## PROMPT 1
Retype the ESP patch reply between "On Mon, Oct" and "on UDP/TCP encapsulation.", inclusive, with the wording unchanged.

All of lore.kernel.org
 help / color / mirror / Atom feed
From: Steffen Klassert <steffen.klassert@secunet.com>
To: Sabrina Dubroca <sd@queasysnail.net>
Cc: <netdev@vger.kernel.org>, <devel@linux-ipsec.org>
Subject: Re: [PATCH RFC ipsec-next] esp: Consolidate esp4 and esp6.
Date: Mon, 12 Jan 2026 13:23:51 +0100	[thread overview]
Message-ID: <aWTn12LAh-KnSoeM@secunet.com> (raw)
In-Reply-To: <aP-jXvmys9D37Hp6@krikkit>

On Mon, Oct 27, 2025 at 05:52:46PM +0100, Sabrina Dubroca wrote:
> 2025-10-22, 08:03:07 +0200, Steffen Klassert wrote:
> > This patch merges common code of esp4.c and esp6.c into
> > xfrm_esp.c. This almost halves the size of the ESP
> > implementation for the prize of three indirect calls
> > on UDP/TCP encapsulation.
> 
> If that turns out to be a problem, maybe we can figure out a way to
> use the INDIRECT_CALL* helpers here as well (but currently they don't
> work for modules, I played with that a while back and could look into
> it again).

## DATASET CONTENT
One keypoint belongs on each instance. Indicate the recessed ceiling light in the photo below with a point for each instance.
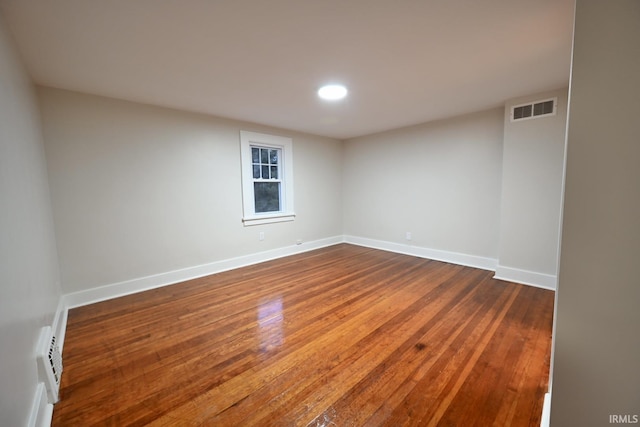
(332, 92)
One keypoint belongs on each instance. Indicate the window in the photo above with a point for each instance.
(534, 109)
(267, 178)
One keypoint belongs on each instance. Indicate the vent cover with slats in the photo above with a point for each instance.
(533, 110)
(49, 363)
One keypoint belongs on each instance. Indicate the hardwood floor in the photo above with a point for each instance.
(342, 336)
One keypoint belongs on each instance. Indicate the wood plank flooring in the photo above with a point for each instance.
(341, 336)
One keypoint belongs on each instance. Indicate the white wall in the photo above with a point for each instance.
(140, 190)
(29, 277)
(440, 181)
(531, 204)
(597, 350)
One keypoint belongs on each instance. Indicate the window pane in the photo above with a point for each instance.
(266, 196)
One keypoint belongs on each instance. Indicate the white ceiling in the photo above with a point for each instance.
(404, 61)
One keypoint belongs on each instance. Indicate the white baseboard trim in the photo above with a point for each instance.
(41, 410)
(532, 278)
(435, 254)
(102, 293)
(546, 411)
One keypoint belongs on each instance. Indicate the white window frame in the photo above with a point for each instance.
(285, 145)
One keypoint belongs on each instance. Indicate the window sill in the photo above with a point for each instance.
(268, 219)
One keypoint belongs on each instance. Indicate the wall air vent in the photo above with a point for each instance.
(49, 363)
(533, 110)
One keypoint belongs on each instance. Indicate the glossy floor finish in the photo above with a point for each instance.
(342, 336)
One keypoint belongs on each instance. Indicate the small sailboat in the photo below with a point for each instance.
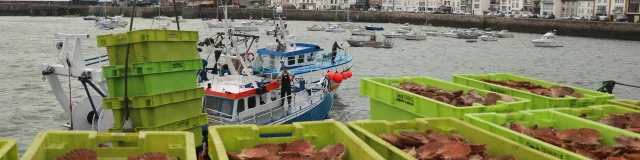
(360, 32)
(488, 36)
(415, 35)
(315, 27)
(180, 19)
(548, 40)
(335, 29)
(245, 27)
(406, 26)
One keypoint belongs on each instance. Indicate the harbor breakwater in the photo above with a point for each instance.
(623, 31)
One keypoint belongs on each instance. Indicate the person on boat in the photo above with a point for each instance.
(334, 51)
(281, 47)
(284, 78)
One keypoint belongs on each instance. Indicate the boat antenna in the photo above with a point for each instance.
(127, 125)
(175, 10)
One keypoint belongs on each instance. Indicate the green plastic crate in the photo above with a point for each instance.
(51, 144)
(369, 131)
(544, 118)
(8, 149)
(595, 113)
(192, 124)
(150, 46)
(234, 138)
(153, 77)
(159, 109)
(626, 103)
(590, 98)
(385, 90)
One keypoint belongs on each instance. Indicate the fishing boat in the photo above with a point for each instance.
(180, 19)
(488, 36)
(373, 28)
(406, 26)
(360, 32)
(90, 18)
(315, 27)
(452, 34)
(505, 34)
(402, 31)
(335, 29)
(393, 34)
(414, 35)
(548, 40)
(372, 42)
(245, 27)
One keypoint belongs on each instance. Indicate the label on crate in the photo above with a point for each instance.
(172, 34)
(404, 98)
(545, 150)
(177, 65)
(498, 90)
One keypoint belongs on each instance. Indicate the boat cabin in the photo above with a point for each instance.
(269, 60)
(237, 99)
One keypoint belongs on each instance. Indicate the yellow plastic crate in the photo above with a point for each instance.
(368, 131)
(8, 149)
(150, 45)
(49, 145)
(234, 138)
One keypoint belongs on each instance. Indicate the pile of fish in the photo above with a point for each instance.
(553, 92)
(583, 141)
(627, 121)
(431, 145)
(457, 98)
(88, 154)
(301, 149)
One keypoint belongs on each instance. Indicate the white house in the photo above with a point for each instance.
(479, 7)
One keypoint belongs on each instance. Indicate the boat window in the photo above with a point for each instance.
(226, 107)
(212, 103)
(292, 60)
(311, 58)
(240, 106)
(251, 102)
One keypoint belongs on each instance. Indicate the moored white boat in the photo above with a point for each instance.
(360, 32)
(414, 35)
(180, 19)
(505, 34)
(488, 36)
(335, 29)
(453, 34)
(406, 26)
(547, 40)
(245, 27)
(315, 28)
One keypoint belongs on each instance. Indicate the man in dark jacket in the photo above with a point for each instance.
(334, 51)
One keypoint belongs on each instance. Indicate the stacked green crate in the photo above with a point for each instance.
(162, 89)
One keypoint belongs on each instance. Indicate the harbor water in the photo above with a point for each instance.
(27, 104)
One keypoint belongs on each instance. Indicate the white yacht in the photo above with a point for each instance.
(415, 35)
(547, 40)
(335, 28)
(406, 26)
(505, 34)
(245, 27)
(315, 27)
(360, 32)
(488, 36)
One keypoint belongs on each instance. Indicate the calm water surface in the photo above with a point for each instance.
(27, 104)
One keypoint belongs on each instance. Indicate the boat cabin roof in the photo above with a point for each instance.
(300, 48)
(238, 86)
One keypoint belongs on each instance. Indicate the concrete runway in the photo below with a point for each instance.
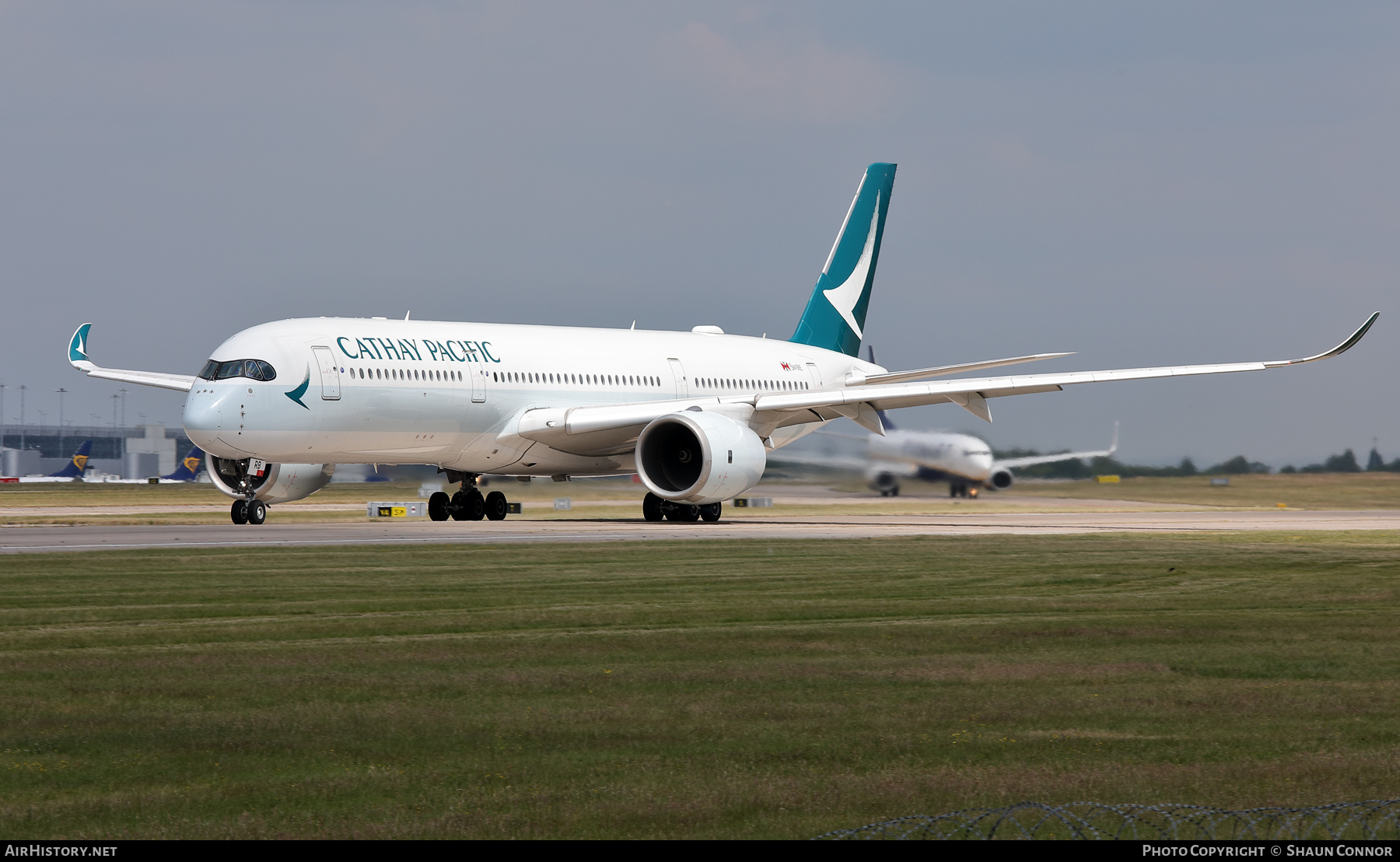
(30, 539)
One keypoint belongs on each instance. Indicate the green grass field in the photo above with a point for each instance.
(142, 504)
(758, 689)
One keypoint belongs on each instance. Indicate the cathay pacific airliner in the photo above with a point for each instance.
(692, 413)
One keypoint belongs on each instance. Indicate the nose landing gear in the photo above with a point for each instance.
(468, 504)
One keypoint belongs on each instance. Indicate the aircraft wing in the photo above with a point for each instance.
(835, 462)
(614, 429)
(77, 357)
(1049, 459)
(972, 394)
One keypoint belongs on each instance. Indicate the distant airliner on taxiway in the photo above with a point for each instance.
(693, 413)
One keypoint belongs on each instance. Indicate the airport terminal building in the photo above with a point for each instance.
(138, 452)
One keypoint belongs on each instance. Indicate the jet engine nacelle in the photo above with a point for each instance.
(279, 483)
(700, 458)
(884, 482)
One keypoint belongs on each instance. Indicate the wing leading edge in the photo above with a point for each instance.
(614, 429)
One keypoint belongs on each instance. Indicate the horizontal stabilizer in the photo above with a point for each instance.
(899, 377)
(1049, 459)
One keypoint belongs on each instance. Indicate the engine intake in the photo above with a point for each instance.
(700, 458)
(279, 483)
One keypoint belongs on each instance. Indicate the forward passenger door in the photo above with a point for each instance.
(329, 374)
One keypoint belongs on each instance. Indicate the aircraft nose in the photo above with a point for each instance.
(983, 464)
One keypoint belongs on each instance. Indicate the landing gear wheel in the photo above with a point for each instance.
(468, 506)
(684, 511)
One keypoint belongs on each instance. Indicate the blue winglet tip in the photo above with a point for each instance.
(77, 347)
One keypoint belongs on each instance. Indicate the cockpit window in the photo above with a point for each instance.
(255, 370)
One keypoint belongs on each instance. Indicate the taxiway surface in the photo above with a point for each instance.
(30, 539)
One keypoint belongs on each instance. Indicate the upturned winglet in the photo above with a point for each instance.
(79, 359)
(1337, 350)
(77, 349)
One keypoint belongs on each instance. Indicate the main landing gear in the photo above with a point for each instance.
(248, 511)
(468, 504)
(962, 489)
(656, 508)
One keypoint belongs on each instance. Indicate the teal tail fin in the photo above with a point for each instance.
(835, 317)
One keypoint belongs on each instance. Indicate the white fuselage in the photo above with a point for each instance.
(376, 391)
(959, 455)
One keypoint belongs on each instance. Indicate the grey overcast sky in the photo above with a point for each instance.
(1144, 184)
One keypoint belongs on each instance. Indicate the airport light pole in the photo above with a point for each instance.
(62, 392)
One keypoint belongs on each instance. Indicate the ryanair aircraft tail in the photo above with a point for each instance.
(835, 317)
(77, 465)
(188, 469)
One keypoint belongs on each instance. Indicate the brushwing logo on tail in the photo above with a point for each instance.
(300, 391)
(77, 349)
(843, 299)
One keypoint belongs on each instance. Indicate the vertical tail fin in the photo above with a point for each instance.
(835, 315)
(188, 468)
(77, 464)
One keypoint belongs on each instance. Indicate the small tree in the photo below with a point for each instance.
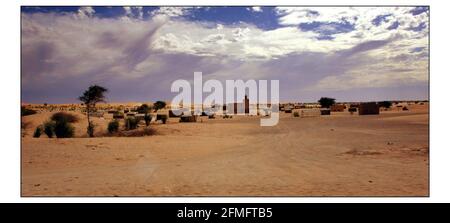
(37, 132)
(326, 102)
(143, 109)
(93, 95)
(49, 127)
(63, 129)
(159, 105)
(147, 119)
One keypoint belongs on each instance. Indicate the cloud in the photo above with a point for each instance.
(138, 58)
(257, 9)
(84, 12)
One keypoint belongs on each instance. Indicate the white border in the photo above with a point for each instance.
(10, 91)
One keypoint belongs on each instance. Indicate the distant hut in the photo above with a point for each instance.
(370, 108)
(325, 111)
(337, 108)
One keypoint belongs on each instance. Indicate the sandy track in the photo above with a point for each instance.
(385, 155)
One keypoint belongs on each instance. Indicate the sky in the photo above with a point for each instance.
(348, 53)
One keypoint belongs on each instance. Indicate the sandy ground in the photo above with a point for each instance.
(338, 155)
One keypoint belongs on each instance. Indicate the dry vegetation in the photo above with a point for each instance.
(339, 154)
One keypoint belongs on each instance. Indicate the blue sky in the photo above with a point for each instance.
(348, 53)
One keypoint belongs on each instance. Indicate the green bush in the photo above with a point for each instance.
(63, 129)
(131, 123)
(64, 117)
(37, 132)
(113, 126)
(49, 127)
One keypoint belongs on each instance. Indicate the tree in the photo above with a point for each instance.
(159, 105)
(93, 95)
(385, 104)
(326, 102)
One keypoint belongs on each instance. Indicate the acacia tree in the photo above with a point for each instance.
(159, 105)
(93, 95)
(326, 102)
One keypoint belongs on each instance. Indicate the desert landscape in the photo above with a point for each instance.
(184, 101)
(341, 154)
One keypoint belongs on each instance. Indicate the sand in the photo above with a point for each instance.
(337, 155)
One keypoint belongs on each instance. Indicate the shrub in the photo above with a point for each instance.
(385, 104)
(159, 105)
(64, 117)
(131, 123)
(113, 126)
(137, 132)
(37, 132)
(90, 129)
(143, 109)
(25, 111)
(163, 118)
(227, 116)
(63, 129)
(147, 119)
(191, 118)
(49, 127)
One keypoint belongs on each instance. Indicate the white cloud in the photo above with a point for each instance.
(257, 9)
(84, 12)
(171, 11)
(60, 47)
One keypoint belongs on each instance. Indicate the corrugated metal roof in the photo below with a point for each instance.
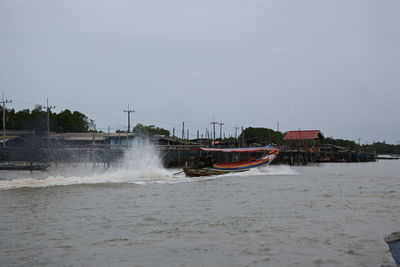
(303, 135)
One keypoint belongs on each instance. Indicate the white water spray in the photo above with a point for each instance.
(141, 165)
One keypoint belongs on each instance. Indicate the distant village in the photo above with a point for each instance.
(35, 141)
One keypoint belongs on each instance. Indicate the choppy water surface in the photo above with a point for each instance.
(323, 215)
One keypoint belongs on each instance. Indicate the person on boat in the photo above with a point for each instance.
(207, 160)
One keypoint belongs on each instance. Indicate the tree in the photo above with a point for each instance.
(36, 119)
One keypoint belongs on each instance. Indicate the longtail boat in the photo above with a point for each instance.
(210, 168)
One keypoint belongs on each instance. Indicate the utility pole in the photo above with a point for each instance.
(220, 130)
(236, 128)
(213, 123)
(129, 111)
(4, 102)
(48, 108)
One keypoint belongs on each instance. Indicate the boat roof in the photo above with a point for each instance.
(242, 149)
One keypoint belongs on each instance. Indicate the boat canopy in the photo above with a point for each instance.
(242, 149)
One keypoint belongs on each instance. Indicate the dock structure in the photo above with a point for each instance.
(102, 149)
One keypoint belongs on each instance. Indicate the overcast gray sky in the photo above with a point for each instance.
(332, 65)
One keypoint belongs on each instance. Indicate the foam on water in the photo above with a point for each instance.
(141, 165)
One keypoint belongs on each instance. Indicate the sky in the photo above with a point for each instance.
(331, 65)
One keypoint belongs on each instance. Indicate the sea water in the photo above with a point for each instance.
(141, 214)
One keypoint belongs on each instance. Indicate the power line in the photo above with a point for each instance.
(47, 108)
(213, 123)
(4, 102)
(220, 129)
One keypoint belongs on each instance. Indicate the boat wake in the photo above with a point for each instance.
(141, 165)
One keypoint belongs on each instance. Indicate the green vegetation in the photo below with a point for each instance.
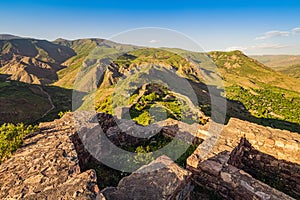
(268, 102)
(157, 104)
(62, 113)
(11, 138)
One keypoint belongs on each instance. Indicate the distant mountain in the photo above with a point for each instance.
(277, 61)
(286, 64)
(31, 60)
(8, 37)
(253, 91)
(237, 68)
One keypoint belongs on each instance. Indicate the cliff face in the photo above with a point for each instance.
(47, 166)
(51, 164)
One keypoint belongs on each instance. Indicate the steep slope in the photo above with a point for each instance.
(275, 61)
(286, 64)
(31, 103)
(84, 48)
(264, 93)
(8, 37)
(236, 67)
(32, 61)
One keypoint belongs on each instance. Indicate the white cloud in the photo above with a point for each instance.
(257, 47)
(153, 41)
(276, 33)
(272, 34)
(296, 30)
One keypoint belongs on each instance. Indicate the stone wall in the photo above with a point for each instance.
(282, 144)
(282, 175)
(47, 167)
(232, 183)
(162, 179)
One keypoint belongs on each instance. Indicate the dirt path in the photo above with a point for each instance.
(49, 99)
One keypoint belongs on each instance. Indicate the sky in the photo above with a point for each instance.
(254, 27)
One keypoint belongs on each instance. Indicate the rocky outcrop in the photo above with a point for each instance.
(280, 174)
(52, 162)
(232, 183)
(282, 144)
(161, 179)
(47, 167)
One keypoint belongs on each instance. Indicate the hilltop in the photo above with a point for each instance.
(32, 61)
(286, 64)
(253, 91)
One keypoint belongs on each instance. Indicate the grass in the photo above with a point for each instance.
(11, 138)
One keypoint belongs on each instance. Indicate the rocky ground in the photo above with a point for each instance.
(50, 165)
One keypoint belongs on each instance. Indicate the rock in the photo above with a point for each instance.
(161, 179)
(47, 166)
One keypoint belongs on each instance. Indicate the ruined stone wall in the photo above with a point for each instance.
(280, 174)
(47, 167)
(282, 144)
(232, 183)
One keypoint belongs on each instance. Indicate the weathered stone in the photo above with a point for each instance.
(161, 179)
(47, 167)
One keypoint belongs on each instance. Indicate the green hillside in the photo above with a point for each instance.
(285, 64)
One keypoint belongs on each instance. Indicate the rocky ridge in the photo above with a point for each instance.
(50, 165)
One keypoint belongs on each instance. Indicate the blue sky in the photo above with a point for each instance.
(255, 27)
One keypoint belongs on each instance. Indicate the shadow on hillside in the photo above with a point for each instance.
(28, 103)
(234, 109)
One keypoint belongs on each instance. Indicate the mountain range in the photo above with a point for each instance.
(35, 71)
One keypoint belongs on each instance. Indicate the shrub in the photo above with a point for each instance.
(11, 138)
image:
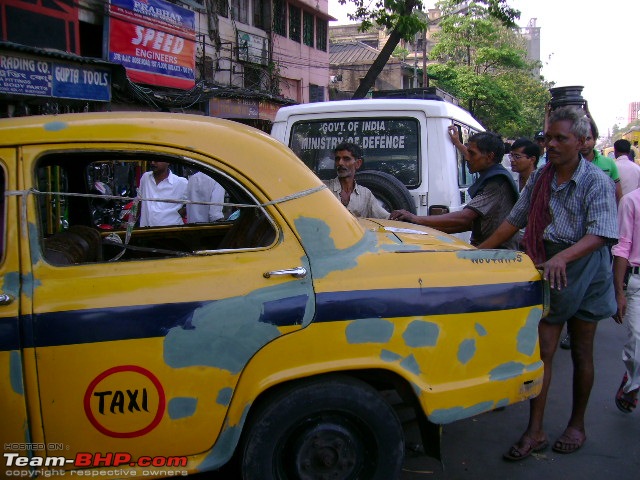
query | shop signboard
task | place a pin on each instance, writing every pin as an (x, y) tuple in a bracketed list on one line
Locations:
[(154, 40)]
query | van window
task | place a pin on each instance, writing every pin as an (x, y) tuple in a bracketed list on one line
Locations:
[(465, 179), (390, 145)]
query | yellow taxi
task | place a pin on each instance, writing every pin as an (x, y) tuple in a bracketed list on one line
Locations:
[(273, 334)]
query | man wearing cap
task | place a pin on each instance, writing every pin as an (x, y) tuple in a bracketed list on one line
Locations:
[(492, 194), (359, 200), (569, 209)]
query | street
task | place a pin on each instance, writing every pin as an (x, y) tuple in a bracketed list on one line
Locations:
[(472, 449)]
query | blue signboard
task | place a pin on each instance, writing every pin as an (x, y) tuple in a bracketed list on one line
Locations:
[(24, 75)]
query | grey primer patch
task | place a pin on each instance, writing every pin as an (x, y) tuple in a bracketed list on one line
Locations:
[(506, 371), (224, 396), (389, 356), (15, 373), (528, 335), (224, 446), (449, 415), (445, 239), (490, 256), (324, 257), (466, 351), (534, 366), (55, 126), (228, 332), (421, 334), (369, 330), (480, 330), (393, 238), (182, 407), (410, 364)]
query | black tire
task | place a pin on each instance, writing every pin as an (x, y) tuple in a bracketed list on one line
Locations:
[(388, 189), (331, 427)]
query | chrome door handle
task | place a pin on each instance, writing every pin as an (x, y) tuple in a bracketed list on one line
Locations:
[(297, 272), (5, 299)]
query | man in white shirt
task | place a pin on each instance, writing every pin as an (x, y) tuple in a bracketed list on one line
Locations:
[(628, 170), (161, 183), (203, 188)]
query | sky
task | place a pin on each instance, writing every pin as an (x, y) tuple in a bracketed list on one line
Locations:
[(581, 43)]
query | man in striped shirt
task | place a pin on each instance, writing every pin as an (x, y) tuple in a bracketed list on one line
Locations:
[(569, 210)]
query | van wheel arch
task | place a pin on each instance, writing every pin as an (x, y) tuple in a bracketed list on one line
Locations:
[(276, 443), (391, 192)]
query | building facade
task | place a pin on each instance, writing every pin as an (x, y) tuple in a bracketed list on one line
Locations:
[(238, 59)]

## PROMPT 2
Show every line in the records that contains the word "winglet".

## EXERCISE SOLUTION 1
On Mon, Oct 27, 2025 at 05:52:46PM +0100, Sabrina Dubroca wrote:
> 2025-10-22, 08:03:07 +0200, Steffen Klassert wrote:
> > This patch merges common code of esp4.c and esp6.c into
> > xfrm_esp.c. This almost halves the size of the ESP
> > implementation for the prize of three indirect calls
> > on UDP/TCP encapsulation.

## EXERCISE SOLUTION 2
One keypoint belongs on each instance. Indicate the blue winglet tip in the photo above with a point for each instance.
One keypoint belongs on each instance. Indicate the upturned winglet in the photo above with a point for each instance.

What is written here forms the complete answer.